## What the task requires
Repeat the records below exactly, beginning at the first line and finishing with the line that contains "211L391 327L560 286L600".

## Stored items

□ □ □ □

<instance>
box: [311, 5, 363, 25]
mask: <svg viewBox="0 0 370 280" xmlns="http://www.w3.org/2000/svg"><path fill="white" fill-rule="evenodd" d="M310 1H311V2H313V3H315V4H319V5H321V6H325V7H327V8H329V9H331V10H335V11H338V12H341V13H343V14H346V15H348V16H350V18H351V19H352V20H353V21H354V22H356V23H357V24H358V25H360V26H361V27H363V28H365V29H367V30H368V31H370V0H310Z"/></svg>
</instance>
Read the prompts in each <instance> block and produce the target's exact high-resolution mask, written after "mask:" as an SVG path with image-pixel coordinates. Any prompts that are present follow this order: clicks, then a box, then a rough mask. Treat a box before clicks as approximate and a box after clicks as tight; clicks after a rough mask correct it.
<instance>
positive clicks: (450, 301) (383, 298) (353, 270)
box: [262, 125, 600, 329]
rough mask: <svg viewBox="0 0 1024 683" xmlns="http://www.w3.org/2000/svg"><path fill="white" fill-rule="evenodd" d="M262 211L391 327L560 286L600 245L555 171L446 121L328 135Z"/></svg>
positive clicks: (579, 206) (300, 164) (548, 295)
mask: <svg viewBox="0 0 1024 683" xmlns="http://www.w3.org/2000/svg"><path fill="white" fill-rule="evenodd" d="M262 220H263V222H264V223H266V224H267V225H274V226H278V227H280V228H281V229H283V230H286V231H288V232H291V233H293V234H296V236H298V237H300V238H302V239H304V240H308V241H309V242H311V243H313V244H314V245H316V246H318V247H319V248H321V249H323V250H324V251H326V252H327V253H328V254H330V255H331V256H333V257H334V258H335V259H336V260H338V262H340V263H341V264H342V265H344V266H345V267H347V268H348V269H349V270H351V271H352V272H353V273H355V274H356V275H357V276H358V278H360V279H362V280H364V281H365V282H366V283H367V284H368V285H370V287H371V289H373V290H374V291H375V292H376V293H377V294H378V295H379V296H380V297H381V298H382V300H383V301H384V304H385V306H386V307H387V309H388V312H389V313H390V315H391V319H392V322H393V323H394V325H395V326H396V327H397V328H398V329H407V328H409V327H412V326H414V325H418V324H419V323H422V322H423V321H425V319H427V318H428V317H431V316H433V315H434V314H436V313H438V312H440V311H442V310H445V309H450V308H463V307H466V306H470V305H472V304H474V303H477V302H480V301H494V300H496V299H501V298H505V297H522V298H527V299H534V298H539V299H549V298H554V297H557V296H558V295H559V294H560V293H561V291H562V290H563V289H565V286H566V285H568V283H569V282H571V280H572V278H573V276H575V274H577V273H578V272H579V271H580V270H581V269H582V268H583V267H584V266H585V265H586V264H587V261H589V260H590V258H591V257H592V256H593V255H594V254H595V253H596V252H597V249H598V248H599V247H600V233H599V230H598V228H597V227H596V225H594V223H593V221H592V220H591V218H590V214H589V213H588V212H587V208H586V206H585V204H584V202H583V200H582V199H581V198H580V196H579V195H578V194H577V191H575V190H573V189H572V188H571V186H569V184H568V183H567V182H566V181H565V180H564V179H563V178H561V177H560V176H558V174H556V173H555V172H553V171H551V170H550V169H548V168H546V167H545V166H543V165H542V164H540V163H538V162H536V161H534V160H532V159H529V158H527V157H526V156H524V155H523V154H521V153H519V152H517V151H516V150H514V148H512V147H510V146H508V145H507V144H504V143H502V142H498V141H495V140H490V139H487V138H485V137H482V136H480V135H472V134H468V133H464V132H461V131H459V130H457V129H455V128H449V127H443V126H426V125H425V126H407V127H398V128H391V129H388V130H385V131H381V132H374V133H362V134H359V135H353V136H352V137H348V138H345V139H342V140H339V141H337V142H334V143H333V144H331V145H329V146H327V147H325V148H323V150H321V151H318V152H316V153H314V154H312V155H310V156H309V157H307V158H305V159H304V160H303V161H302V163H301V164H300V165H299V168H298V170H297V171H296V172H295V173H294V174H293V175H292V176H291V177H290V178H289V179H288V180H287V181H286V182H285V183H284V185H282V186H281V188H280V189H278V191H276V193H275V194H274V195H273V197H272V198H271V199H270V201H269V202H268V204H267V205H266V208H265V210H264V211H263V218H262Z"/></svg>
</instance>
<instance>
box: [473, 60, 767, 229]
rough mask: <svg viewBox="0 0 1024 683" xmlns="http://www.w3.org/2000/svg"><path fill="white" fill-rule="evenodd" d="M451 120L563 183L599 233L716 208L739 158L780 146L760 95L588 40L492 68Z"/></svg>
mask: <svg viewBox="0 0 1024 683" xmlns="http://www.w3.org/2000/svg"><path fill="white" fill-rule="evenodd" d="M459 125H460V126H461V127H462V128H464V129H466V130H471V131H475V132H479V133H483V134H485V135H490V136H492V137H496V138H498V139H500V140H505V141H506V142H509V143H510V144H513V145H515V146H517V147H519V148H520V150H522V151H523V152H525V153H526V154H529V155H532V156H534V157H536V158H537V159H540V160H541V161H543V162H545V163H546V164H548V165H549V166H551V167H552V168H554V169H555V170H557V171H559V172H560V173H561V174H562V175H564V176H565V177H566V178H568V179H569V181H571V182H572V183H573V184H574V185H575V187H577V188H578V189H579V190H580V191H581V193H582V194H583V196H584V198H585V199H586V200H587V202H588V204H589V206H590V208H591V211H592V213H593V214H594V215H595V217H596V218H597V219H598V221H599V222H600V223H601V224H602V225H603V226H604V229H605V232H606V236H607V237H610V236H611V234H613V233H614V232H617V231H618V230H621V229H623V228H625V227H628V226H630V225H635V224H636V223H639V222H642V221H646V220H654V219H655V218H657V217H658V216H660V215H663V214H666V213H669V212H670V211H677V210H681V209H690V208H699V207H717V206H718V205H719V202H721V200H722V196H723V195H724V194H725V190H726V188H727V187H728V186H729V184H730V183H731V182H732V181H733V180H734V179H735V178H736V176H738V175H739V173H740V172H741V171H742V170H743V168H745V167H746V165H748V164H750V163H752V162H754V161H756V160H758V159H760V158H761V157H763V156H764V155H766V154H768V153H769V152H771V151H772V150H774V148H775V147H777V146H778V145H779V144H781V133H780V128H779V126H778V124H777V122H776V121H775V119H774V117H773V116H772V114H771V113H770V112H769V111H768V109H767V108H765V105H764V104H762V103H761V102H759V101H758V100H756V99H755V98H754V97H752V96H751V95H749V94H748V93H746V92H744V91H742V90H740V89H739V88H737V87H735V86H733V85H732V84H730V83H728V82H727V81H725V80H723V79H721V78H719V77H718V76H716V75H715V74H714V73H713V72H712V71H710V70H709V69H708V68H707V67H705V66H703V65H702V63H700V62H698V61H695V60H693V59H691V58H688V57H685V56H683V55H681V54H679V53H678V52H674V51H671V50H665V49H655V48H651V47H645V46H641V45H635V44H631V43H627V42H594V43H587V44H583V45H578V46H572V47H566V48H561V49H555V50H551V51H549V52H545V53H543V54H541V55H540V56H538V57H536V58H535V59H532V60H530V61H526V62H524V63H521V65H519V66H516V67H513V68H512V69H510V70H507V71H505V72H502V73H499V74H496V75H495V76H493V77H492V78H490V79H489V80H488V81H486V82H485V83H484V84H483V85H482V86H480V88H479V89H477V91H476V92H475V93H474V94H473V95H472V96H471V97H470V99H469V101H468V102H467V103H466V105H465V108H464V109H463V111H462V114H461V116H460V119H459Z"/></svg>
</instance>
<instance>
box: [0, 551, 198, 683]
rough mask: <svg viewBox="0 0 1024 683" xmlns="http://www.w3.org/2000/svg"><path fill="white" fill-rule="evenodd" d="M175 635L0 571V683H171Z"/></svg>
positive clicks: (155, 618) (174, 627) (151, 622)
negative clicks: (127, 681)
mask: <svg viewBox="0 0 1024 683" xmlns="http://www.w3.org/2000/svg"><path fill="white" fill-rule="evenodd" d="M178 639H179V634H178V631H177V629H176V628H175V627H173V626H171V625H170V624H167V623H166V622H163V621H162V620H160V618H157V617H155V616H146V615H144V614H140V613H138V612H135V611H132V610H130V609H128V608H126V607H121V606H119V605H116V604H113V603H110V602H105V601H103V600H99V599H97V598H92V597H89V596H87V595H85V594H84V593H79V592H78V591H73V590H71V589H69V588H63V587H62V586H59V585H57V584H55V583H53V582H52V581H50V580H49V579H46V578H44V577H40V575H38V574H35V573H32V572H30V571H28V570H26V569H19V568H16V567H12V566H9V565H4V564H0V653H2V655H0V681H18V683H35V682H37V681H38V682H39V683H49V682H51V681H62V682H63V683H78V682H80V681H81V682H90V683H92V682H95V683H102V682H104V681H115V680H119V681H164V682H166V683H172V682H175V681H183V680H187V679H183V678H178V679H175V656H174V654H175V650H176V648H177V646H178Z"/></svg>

□ □ □ □

## Reply
<instance>
box: [311, 5, 363, 25]
mask: <svg viewBox="0 0 370 280" xmlns="http://www.w3.org/2000/svg"><path fill="white" fill-rule="evenodd" d="M310 1H311V2H313V3H315V4H319V5H321V6H325V7H327V8H329V9H331V10H335V11H338V12H341V13H343V14H346V15H348V16H350V18H351V19H352V20H353V21H354V22H356V23H357V24H358V25H360V26H361V27H363V28H365V29H367V30H368V31H370V0H310Z"/></svg>
</instance>
Read the prompts in each <instance> block and produce the target's exact high-resolution mask, written after "mask:" as an SVG path with image-pixel coordinates. Any prompts that are present follow this order: clicks, then a box, then a rough mask. Treat a box before clicks as approximate and a box after clicks as tight; clicks after a rough mask correct it.
<instance>
positive clicks: (450, 301) (383, 298) (353, 270)
box: [262, 125, 600, 329]
rough mask: <svg viewBox="0 0 1024 683" xmlns="http://www.w3.org/2000/svg"><path fill="white" fill-rule="evenodd" d="M262 211L391 327L560 286L600 245L555 171L446 121L328 135Z"/></svg>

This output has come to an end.